◆ What you have to do ◆
Rewrite each line of the records below as a numbered list, omitting blank lines and the pictures.

◆ Entries shown ◆
_ _ _ _ _ _ _

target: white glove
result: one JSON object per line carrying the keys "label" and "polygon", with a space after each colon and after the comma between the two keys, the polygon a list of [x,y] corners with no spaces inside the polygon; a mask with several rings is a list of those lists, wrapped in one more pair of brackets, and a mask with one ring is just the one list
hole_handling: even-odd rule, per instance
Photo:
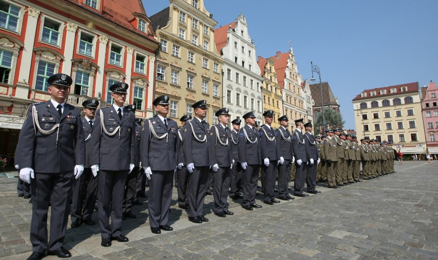
{"label": "white glove", "polygon": [[78,164],[75,166],[75,178],[78,179],[84,172],[84,165]]}
{"label": "white glove", "polygon": [[241,163],[240,165],[242,166],[242,168],[244,170],[246,170],[246,166],[248,165],[246,164],[246,162],[244,162],[243,163]]}
{"label": "white glove", "polygon": [[19,173],[20,178],[23,182],[30,184],[30,178],[32,179],[35,177],[33,175],[33,169],[30,167],[26,167],[20,170]]}
{"label": "white glove", "polygon": [[131,173],[131,172],[132,172],[133,170],[134,170],[134,167],[135,167],[135,166],[134,165],[134,164],[130,164],[130,165],[129,165],[129,173]]}
{"label": "white glove", "polygon": [[149,166],[143,167],[143,169],[144,170],[144,173],[146,173],[146,177],[148,179],[151,179],[151,175],[152,175],[152,171],[151,170],[151,167]]}
{"label": "white glove", "polygon": [[97,176],[97,172],[99,171],[99,164],[94,164],[92,165],[92,173],[93,175],[96,177]]}
{"label": "white glove", "polygon": [[189,164],[189,165],[187,165],[187,170],[188,170],[189,172],[190,172],[190,173],[193,172],[193,169],[194,168],[195,165],[193,164],[193,163],[192,163],[191,164]]}
{"label": "white glove", "polygon": [[217,170],[219,170],[219,166],[217,165],[217,164],[215,164],[213,166],[213,171],[216,172],[217,171]]}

_ _ _ _ _ _ _

◆ Written response ◆
1. target: white glove
2. result: one JSON object per line carrying the keys "label" and "polygon", with a space after each colon and after the comma between the two keys, the polygon a list of [x,y] corners with no spaces inside the polygon; a mask with several rings is a list of those lists, wrapped in one more pair of brackets, and a mask with one ring is just the one list
3. hole_handling: even-odd rule, per instance
4. Photo:
5. {"label": "white glove", "polygon": [[78,164],[75,166],[75,178],[78,179],[84,172],[84,165]]}
6. {"label": "white glove", "polygon": [[241,163],[240,165],[242,166],[242,168],[244,170],[246,170],[246,166],[248,165],[246,164],[246,162],[244,162],[243,163]]}
7. {"label": "white glove", "polygon": [[19,173],[20,178],[23,182],[30,184],[30,178],[32,179],[35,177],[33,175],[33,169],[30,167],[26,167],[20,170]]}
8. {"label": "white glove", "polygon": [[131,173],[131,172],[132,172],[133,170],[134,170],[134,167],[135,167],[135,166],[134,165],[134,164],[130,164],[130,165],[129,165],[129,173]]}
9. {"label": "white glove", "polygon": [[149,166],[143,167],[143,169],[144,170],[144,173],[146,173],[146,177],[148,179],[151,179],[151,175],[152,175],[152,171],[151,170],[151,167]]}
10. {"label": "white glove", "polygon": [[97,176],[97,172],[99,171],[99,164],[94,164],[92,165],[92,173],[93,175],[96,177]]}
11. {"label": "white glove", "polygon": [[189,164],[189,165],[187,165],[187,170],[188,170],[189,172],[190,172],[190,173],[193,172],[193,169],[194,168],[195,165],[193,164],[193,163],[192,163],[191,164]]}
12. {"label": "white glove", "polygon": [[217,170],[219,170],[219,166],[217,165],[217,164],[215,164],[213,166],[213,171],[216,172],[217,171]]}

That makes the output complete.